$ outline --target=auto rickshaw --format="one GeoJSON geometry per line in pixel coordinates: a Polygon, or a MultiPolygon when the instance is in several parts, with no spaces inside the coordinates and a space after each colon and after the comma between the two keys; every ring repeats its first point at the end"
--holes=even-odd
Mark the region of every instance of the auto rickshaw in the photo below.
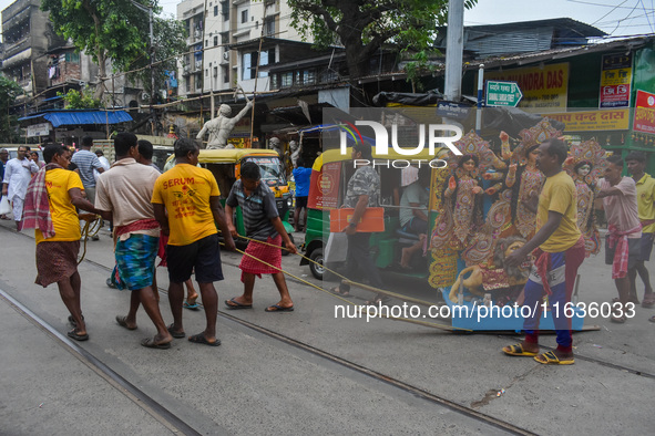
{"type": "MultiPolygon", "coordinates": [[[[198,164],[207,168],[216,177],[221,189],[222,204],[232,189],[232,185],[240,177],[240,166],[246,162],[253,162],[259,166],[262,183],[266,184],[275,194],[277,211],[283,226],[293,241],[294,227],[288,222],[289,210],[293,205],[291,193],[287,183],[285,169],[276,152],[260,148],[229,148],[229,149],[201,149],[198,164]]],[[[236,208],[234,224],[239,235],[246,235],[243,212],[236,208]]],[[[283,255],[288,251],[283,250],[283,255]]]]}

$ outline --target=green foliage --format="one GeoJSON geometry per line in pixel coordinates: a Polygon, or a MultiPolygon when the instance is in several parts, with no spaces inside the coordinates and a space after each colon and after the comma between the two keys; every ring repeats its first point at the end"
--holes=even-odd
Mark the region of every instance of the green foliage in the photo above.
——————
Rewrite all the items above, replacing every "photo" with "image" and leaving everything else unchanged. Omit the pictures from your answer.

$ outline --target=auto rickshaw --format="one GeoJSON geometry per line in pixel coordinates: a Polygon, or a MultiPolygon when the instance is in several parts, with no spaces inside the coordinates and a space after each colon and after the comma between the two keys; every ring repeats its first point at the end"
--holes=even-odd
Mark the region of every instance of the auto rickshaw in the image below.
{"type": "MultiPolygon", "coordinates": [[[[198,164],[207,168],[216,177],[221,189],[222,204],[232,189],[232,185],[240,177],[240,166],[246,162],[253,162],[259,166],[262,183],[266,184],[275,194],[277,211],[283,226],[293,241],[294,227],[288,222],[289,210],[293,205],[291,193],[287,183],[285,169],[276,152],[260,148],[229,148],[229,149],[201,149],[198,164]]],[[[236,208],[234,224],[239,235],[246,235],[243,212],[236,208]]],[[[283,255],[288,251],[283,250],[283,255]]]]}

$ outline --target=green foliage --format="one GeoJSON geometry per line in pixel coordinates: a Polygon, or a MultiPolygon when the instance is in several parts, with no spaces inside the coordinates and a space after each colon and after the comma between the two keys; every ring repeats its first point at the end"
--holes=even-odd
Mark the region of every instance of the green foliage in the image above.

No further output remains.